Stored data
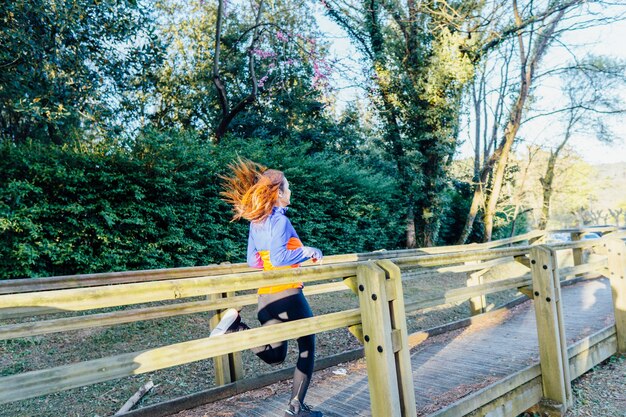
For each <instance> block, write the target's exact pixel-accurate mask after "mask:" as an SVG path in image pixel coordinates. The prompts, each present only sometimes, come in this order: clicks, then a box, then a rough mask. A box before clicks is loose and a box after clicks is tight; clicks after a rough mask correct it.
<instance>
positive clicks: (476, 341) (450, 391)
mask: <svg viewBox="0 0 626 417" xmlns="http://www.w3.org/2000/svg"><path fill="white" fill-rule="evenodd" d="M562 299H563V311H564V316H565V318H564V321H565V329H566V335H567V339H568V345H570V346H571V345H572V344H573V343H575V342H576V341H578V340H581V339H583V338H584V337H586V336H589V335H590V334H592V333H594V332H596V331H598V330H600V329H602V328H604V327H606V326H608V325H610V324H611V323H612V322H613V310H612V303H611V290H610V286H609V282H608V280H606V279H601V280H593V281H585V282H581V283H578V284H576V285H572V286H568V287H563V288H562ZM538 358H539V352H538V346H537V332H536V327H535V313H534V311H533V307H532V303H531V302H530V301H528V302H525V303H523V304H521V305H519V306H517V307H515V308H513V309H512V310H510V311H508V312H507V313H506V314H501V315H494V316H493V318H489V319H486V320H482V321H480V322H479V323H478V324H472V325H470V326H468V327H465V328H463V329H459V330H455V331H452V332H449V333H445V334H442V335H439V336H435V337H432V338H429V339H427V340H426V341H425V342H423V343H421V344H419V345H417V346H416V347H415V348H414V349H413V350H412V354H411V362H412V368H413V378H414V381H415V397H416V407H417V410H418V416H425V415H428V414H431V413H433V412H435V411H437V410H439V409H441V408H443V407H444V406H446V405H448V404H451V403H453V402H455V401H456V400H458V399H460V398H462V397H463V396H465V395H467V394H469V393H471V392H474V391H477V390H479V389H481V388H483V387H485V386H488V385H490V384H492V383H494V382H496V381H498V380H500V379H502V378H504V377H506V376H508V375H511V374H513V373H515V372H517V371H519V370H521V369H524V368H526V367H527V366H529V365H532V364H535V363H538V362H539V361H538ZM339 370H345V371H346V374H345V375H341V374H340V373H341V372H338V371H339ZM289 389H290V381H286V382H283V383H278V384H275V385H273V386H271V387H267V388H262V389H260V390H256V391H251V392H248V393H245V394H241V395H237V396H235V397H231V398H229V399H226V400H222V401H219V402H216V403H213V404H207V405H204V406H201V407H197V408H195V409H192V410H186V411H183V412H180V413H178V414H176V416H178V417H200V416H211V417H218V416H221V417H277V416H278V417H282V416H283V415H284V409H285V404H287V402H288V400H289ZM306 401H307V403H309V404H311V405H312V406H313V407H314V409H317V410H320V411H322V412H323V413H324V416H325V417H348V416H371V412H370V400H369V392H368V386H367V374H366V366H365V359H361V360H358V361H355V362H351V363H348V364H343V365H341V366H338V367H333V368H331V369H327V370H323V371H320V372H317V373H316V374H315V375H314V377H313V382H312V384H311V388H310V389H309V393H308V395H307V399H306Z"/></svg>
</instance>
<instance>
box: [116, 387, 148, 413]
mask: <svg viewBox="0 0 626 417" xmlns="http://www.w3.org/2000/svg"><path fill="white" fill-rule="evenodd" d="M152 387H154V383H153V382H152V381H148V382H146V383H145V384H144V386H143V387H141V388H139V390H137V392H136V393H135V394H133V396H132V397H130V398H129V399H128V401H126V402H125V403H124V405H123V406H122V408H120V409H119V410H118V411H117V413H115V414H114V415H116V416H119V415H120V414H124V413H125V412H127V411H130V409H131V408H133V407H134V406H135V404H137V402H139V400H140V399H141V398H142V397H143V396H144V395H146V393H147V392H148V391H150V390H151V389H152Z"/></svg>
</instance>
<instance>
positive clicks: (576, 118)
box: [539, 57, 626, 230]
mask: <svg viewBox="0 0 626 417" xmlns="http://www.w3.org/2000/svg"><path fill="white" fill-rule="evenodd" d="M625 70H626V64H625V63H622V62H619V61H616V60H612V59H610V58H607V57H588V58H587V59H585V60H583V61H581V62H580V63H575V64H573V65H572V66H571V67H569V68H567V69H566V70H565V71H564V74H563V86H564V87H563V90H564V95H565V97H566V99H567V105H566V107H565V108H564V109H558V110H557V111H559V112H561V111H562V113H563V114H564V115H565V117H564V119H565V132H564V134H563V137H562V140H561V141H560V143H558V144H557V146H556V147H555V148H553V149H551V150H550V158H549V159H548V163H547V167H546V171H545V174H544V176H543V177H542V178H541V179H540V180H541V185H542V187H543V203H542V211H541V220H540V222H539V228H540V229H542V230H543V229H545V228H546V226H547V224H548V220H549V218H550V203H551V198H552V193H553V183H554V175H555V166H556V163H557V160H558V158H559V155H560V153H561V151H562V150H563V148H564V147H565V146H566V145H567V143H568V142H569V140H570V139H571V137H572V135H574V134H575V133H576V131H577V130H579V133H583V134H589V130H590V128H591V129H593V131H594V132H595V135H596V137H597V138H598V139H600V140H602V141H605V142H606V141H610V140H611V139H612V137H613V135H612V133H611V130H610V127H609V126H608V124H607V121H608V116H615V115H618V114H624V113H626V106H624V104H623V102H622V100H621V98H620V97H619V94H617V93H616V91H618V87H619V86H620V84H622V85H623V83H624V81H626V79H625V78H624V77H625ZM580 128H582V130H583V132H580Z"/></svg>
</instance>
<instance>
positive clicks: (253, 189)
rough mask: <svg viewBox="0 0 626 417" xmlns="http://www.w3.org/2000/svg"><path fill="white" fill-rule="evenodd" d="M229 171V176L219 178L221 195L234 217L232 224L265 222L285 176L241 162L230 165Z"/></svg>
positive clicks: (267, 169) (273, 206) (258, 166)
mask: <svg viewBox="0 0 626 417" xmlns="http://www.w3.org/2000/svg"><path fill="white" fill-rule="evenodd" d="M228 168H230V170H231V171H232V176H220V178H221V179H222V180H224V184H223V188H224V191H222V192H221V193H220V194H221V195H222V196H223V197H224V201H226V202H227V203H229V204H232V206H233V210H234V212H235V214H234V215H233V219H232V220H233V221H235V220H239V219H241V218H244V219H246V220H248V221H250V222H254V223H257V222H262V221H264V220H265V219H267V218H268V217H269V216H270V214H272V210H273V209H274V206H275V205H276V201H277V200H278V194H279V192H280V191H281V190H282V189H283V183H284V180H285V175H284V174H283V173H282V172H281V171H277V170H275V169H267V168H266V167H264V166H263V165H260V164H257V163H256V162H252V161H250V160H248V159H241V158H239V159H238V160H237V162H234V163H232V164H229V165H228Z"/></svg>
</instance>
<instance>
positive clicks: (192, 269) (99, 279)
mask: <svg viewBox="0 0 626 417" xmlns="http://www.w3.org/2000/svg"><path fill="white" fill-rule="evenodd" d="M544 233H545V232H542V231H534V232H530V233H526V234H523V235H518V236H515V237H512V238H508V239H502V240H496V241H492V242H487V243H473V244H469V245H463V246H458V245H451V246H437V247H431V248H419V249H403V250H393V251H386V250H383V251H375V252H364V253H352V254H344V255H331V256H327V257H325V258H324V263H325V264H326V265H330V264H337V263H346V262H359V261H365V260H377V259H389V258H402V257H409V256H419V255H424V254H443V253H453V252H458V251H467V250H476V249H488V248H492V247H497V246H502V245H506V244H511V243H516V242H520V241H524V240H528V239H530V238H532V237H536V236H539V235H542V234H544ZM312 265H314V264H313V263H311V262H307V263H305V264H304V266H312ZM246 272H258V270H257V269H253V268H250V267H249V266H248V265H247V264H246V263H236V264H230V263H226V264H218V265H208V266H197V267H185V268H167V269H150V270H140V271H121V272H105V273H97V274H81V275H67V276H56V277H44V278H24V279H13V280H6V281H4V282H1V283H0V294H15V293H22V292H33V291H51V290H59V289H68V288H83V287H97V286H102V285H113V284H128V283H137V282H147V281H163V280H173V279H183V278H193V277H202V276H214V275H226V274H237V273H246Z"/></svg>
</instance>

### Problem statement
Write out the data verbatim, starting at its beginning and ending at the line containing "positive clicks: (476, 341) (450, 391)", with both ends included. Omit the pictures from the output.

### Task result
For each <instance> block, write the target's exact pixel-accurate mask after "mask:" as an SVG path in image pixel coordinates. The prompts, each present only sometimes, come in this order: clicks, then a box, then a rough mask. A box before clicks is loose and a box after clicks is tight; clicks after a rough mask correct it.
<instance>
positive clicks: (476, 341) (450, 391)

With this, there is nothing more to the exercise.